● **Task instructions**
Write each of the records out again exactly.

[Point localization data]
Start of Block

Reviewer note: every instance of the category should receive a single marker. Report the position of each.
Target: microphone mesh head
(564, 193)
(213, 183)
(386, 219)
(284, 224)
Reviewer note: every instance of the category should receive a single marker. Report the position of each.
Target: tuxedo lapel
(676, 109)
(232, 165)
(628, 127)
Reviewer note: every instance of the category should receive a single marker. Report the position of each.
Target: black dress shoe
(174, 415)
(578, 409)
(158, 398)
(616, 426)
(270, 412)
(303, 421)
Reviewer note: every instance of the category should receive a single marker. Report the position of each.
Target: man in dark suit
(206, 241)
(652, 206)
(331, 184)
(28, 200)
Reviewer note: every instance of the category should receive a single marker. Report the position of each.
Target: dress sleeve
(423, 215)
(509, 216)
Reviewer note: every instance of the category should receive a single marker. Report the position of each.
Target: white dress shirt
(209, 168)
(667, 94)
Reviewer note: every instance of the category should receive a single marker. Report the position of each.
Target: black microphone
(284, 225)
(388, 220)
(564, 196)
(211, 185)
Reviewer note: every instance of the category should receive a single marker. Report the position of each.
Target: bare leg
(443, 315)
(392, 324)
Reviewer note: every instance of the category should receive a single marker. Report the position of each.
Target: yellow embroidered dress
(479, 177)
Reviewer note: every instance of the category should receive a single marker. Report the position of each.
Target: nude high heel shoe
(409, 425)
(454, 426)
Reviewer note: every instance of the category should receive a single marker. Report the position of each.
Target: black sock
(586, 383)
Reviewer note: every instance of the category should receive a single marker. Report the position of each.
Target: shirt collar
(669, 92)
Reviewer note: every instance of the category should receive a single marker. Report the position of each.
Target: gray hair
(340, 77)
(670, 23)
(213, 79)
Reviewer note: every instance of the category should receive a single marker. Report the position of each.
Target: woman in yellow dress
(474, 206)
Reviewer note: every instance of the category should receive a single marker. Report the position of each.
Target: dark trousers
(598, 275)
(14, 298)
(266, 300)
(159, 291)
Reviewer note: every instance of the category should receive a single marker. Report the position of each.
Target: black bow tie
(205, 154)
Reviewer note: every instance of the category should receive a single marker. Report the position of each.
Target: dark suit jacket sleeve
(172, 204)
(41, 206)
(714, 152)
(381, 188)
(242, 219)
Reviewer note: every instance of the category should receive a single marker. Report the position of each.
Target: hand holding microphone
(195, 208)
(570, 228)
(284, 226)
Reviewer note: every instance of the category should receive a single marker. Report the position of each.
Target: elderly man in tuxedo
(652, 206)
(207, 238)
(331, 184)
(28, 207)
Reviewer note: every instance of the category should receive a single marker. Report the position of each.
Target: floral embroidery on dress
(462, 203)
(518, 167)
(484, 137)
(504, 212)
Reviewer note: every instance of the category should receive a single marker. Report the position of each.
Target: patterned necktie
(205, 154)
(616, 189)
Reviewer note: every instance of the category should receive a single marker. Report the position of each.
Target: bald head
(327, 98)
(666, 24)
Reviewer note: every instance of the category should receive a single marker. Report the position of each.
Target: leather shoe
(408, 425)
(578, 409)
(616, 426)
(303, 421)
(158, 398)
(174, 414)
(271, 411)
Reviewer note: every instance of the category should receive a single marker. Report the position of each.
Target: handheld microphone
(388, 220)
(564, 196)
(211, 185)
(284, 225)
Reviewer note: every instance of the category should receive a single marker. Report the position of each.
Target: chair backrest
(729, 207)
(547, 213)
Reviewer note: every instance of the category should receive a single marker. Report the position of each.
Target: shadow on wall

End of Block

● **Task solution**
Reviewer note: every instance of the category should receive a single marker. Report the position of each.
Target: microphone mesh head
(564, 193)
(213, 183)
(386, 219)
(284, 224)
Reviewer note: every instance of the category should receive a single marker. Report the position of each.
Target: tuxedo lapel
(676, 109)
(232, 165)
(628, 127)
Reviewer note: every instance of the category should receive a single marker. Report the position of each.
Target: black dress shoe
(174, 415)
(578, 409)
(158, 398)
(616, 426)
(270, 412)
(303, 421)
Reviewer note: every instance of the category should receive a single marker. Report the position of each.
Target: man in dark suit
(206, 241)
(652, 206)
(331, 184)
(28, 200)
Reviewer note: every instance of the category should receive a single marker. Report the position of each.
Target: dress sleeve
(423, 215)
(509, 216)
Reviewer note: every instance of the category should receive a single marker. Report the position of each.
Target: white dress shirt
(209, 168)
(667, 94)
Reviewer note: every instance of the category should receive a single marker. Report the position of each.
Target: black microphone
(284, 225)
(388, 220)
(564, 196)
(211, 185)
Reviewer note: every instance of the category should receive a single marker. Report the position of each.
Target: bare leg
(443, 315)
(392, 324)
Reviewer note: every instance of the category should receive a single marker. Report the position of each.
Target: yellow embroidered dress
(479, 177)
Reviewer note: every instance of the category should receive a single marker. Report the position of each.
Target: nude high heel shoe
(409, 425)
(454, 426)
Reviewer note: every instance of the category should receive a single marker. Report the position of each.
Target: black sock
(586, 383)
Reviewer note: every instance of the category should receive a single marker. Report the position of each.
Target: shirt collar
(669, 92)
Reviewer note: every instance of the category should receive a single marker. Report the position of each.
Target: gray hair
(340, 77)
(670, 23)
(213, 79)
Reviewer note: every instance of the category should receive a single marker. Report the position of each.
Target: woman in yellow dress
(474, 206)
Reviewer note: every instance of the category should receive a single marker. Report the position of each.
Target: dark trousers
(598, 275)
(14, 298)
(266, 300)
(159, 291)
Reviewer note: every instance of the category should receive a single marker. Report the position of each.
Target: black bow tie
(205, 154)
Reviewer note: every instance of the category should receive a single marker. Report the position of each.
Target: dark suit jacket sleeve
(172, 204)
(41, 206)
(714, 152)
(381, 188)
(242, 219)
Reviewer note: every instance of the category should receive a single marker. Report the position of each.
Target: hand holding microphone
(195, 208)
(570, 228)
(284, 226)
Reviewer note: every instance of the category should receive a single marker. Report the position of each.
Target: elderly man in tuxedo
(652, 206)
(207, 238)
(331, 184)
(28, 207)
Reviewer note: every instance of the category should receive a single marker. Report the position of each.
Target: floral embroidery on dress
(462, 203)
(518, 167)
(484, 137)
(504, 212)
Reviewer note: every instance of the category should receive a single marker. Report the position of each.
Target: patterned necktie
(205, 154)
(616, 189)
Reviewer note: every instance of the category should receive a single marker. Report the position of each.
Target: bald head
(327, 98)
(666, 24)
Reviewer note: every instance of the category should receive a single marker. Report the position of each.
Target: leather shoe
(408, 425)
(578, 409)
(616, 426)
(303, 421)
(158, 398)
(174, 414)
(271, 411)
Reviewer note: every instance of the category should receive a single marker. Report the position of each.
Target: handheld microphone
(388, 220)
(564, 196)
(211, 185)
(284, 225)
Reviewer note: every instance of the category should receive a single marker. Report the position of each.
Target: chair backrest
(729, 207)
(547, 213)
Reviewer note: every instance of the category should receive a single marker. Report the position of each.
Target: shadow on wall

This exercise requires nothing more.